GOALS:
1) Answer these questions about the digest:
(a) On what date was this issue published?
(b) Who sent the message titled "Nebula Winners and Hugo Ballot"?
(c) Which title is listed as the Nebula winner for Best Novel?
2) Say whether each statement agrees with the digest, and quote the words that decide it:
(a) This is Issue 52 of Volume 5.
(b) The sender had held a copy of Locus for about a month.
(c) The sender planned to provide both the Nebula winners and the Hugo ballot.

TEXT:
════════════════

SF-LOVERS Digest         Monday, 17 May 1982       Volume 5 : Issue 52

Today's Topics:
              SF Fandom - Nebula Winners & Hugo Ballot,
        SF Movies - Conan The Barbarian & The Secret of NIMH &
         Star Trek: The Wrath of Khan & Revenge of the Jedi,
        SF TV - Battelstar Galactica,  Random Topics - Foonlys
----------------------------------------------------------------------

Date: 05/17/82 1144-EDT
From: THOKAR at LL
Subject: Nebula Winners and Hugo Ballot

Having had my copy of Locus for almost a week now and not having seen
it in the digest yet, I feel obliged to send in both the Nebula
winners and the Hugo ballot.  So, here goes.

Nebula Winners:

Best Novel -- The Claw of the Conciliator (Gene Wolfe)

════════════════

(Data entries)
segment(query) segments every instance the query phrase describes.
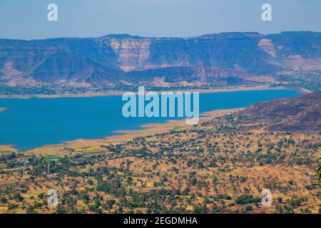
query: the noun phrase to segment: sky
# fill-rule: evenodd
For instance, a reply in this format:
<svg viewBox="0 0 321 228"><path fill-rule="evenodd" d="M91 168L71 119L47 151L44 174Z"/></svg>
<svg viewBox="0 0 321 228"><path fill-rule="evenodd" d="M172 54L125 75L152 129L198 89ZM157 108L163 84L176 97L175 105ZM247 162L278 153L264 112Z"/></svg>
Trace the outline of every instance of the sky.
<svg viewBox="0 0 321 228"><path fill-rule="evenodd" d="M263 4L272 21L261 18ZM47 19L49 4L58 21ZM320 0L1 0L0 38L128 33L191 37L230 31L321 31Z"/></svg>

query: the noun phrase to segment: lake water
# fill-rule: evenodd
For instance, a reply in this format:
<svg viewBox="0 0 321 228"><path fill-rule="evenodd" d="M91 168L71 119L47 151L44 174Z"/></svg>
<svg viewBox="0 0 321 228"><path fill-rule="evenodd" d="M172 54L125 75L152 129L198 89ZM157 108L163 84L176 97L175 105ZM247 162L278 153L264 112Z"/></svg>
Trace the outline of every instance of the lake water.
<svg viewBox="0 0 321 228"><path fill-rule="evenodd" d="M265 90L200 94L200 112L235 108L281 98L292 98L292 90ZM136 130L146 123L164 123L168 118L129 118L122 115L121 96L0 99L0 144L20 150L79 138L101 138L115 130Z"/></svg>

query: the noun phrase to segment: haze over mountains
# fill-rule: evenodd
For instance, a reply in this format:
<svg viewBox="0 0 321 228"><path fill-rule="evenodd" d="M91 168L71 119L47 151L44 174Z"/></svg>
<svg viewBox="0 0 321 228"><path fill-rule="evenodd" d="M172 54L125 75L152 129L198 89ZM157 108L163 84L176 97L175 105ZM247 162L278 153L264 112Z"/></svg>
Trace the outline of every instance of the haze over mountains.
<svg viewBox="0 0 321 228"><path fill-rule="evenodd" d="M12 86L255 85L297 70L321 70L321 33L0 39L0 83Z"/></svg>

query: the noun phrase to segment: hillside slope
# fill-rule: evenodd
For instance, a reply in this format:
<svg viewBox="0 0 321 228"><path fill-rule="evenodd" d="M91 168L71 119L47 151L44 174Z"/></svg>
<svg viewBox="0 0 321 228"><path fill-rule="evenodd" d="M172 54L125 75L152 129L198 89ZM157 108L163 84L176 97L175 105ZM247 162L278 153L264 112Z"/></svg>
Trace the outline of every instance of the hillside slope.
<svg viewBox="0 0 321 228"><path fill-rule="evenodd" d="M321 71L320 63L321 33L315 32L0 39L0 83L9 86L153 83L156 78L170 83L253 85L298 68Z"/></svg>
<svg viewBox="0 0 321 228"><path fill-rule="evenodd" d="M240 113L273 121L270 130L321 132L321 92L255 104Z"/></svg>

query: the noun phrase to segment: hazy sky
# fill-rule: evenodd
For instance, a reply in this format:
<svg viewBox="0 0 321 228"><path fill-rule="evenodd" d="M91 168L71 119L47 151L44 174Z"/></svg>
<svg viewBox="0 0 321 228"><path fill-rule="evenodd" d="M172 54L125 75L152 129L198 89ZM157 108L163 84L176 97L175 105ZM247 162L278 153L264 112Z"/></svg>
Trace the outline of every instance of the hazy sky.
<svg viewBox="0 0 321 228"><path fill-rule="evenodd" d="M58 21L47 19L51 3ZM265 3L272 21L261 19ZM321 0L0 0L0 38L6 38L307 30L321 31Z"/></svg>

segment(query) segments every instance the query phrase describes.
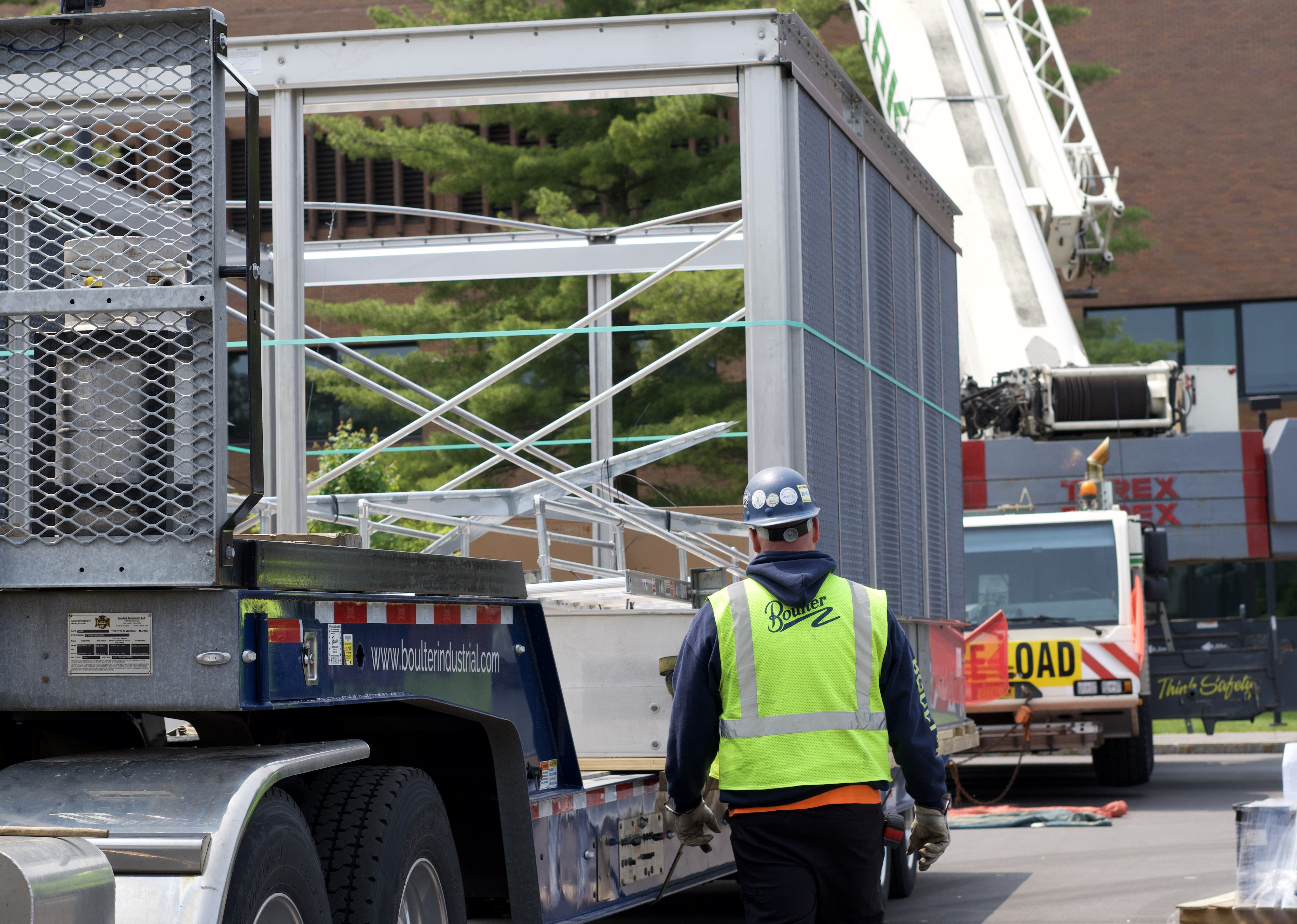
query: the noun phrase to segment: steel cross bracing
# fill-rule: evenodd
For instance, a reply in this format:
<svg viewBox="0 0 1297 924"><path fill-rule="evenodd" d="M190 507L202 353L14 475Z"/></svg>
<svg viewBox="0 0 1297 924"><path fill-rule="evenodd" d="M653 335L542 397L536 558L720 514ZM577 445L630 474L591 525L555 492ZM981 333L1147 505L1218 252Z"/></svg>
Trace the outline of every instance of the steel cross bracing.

════════════════

TASK ANSWERS:
1)
(a) Monday, 17 May 1982
(b) THOKAR at LL
(c) The Claw of the Conciliator

2)
(a) Yes: "Volume 5 : Issue 52"
(b) No: "Having had my copy of Locus for almost a week now"
(c) Yes: "I feel obliged to send in both the Nebula winners and the Hugo ballot."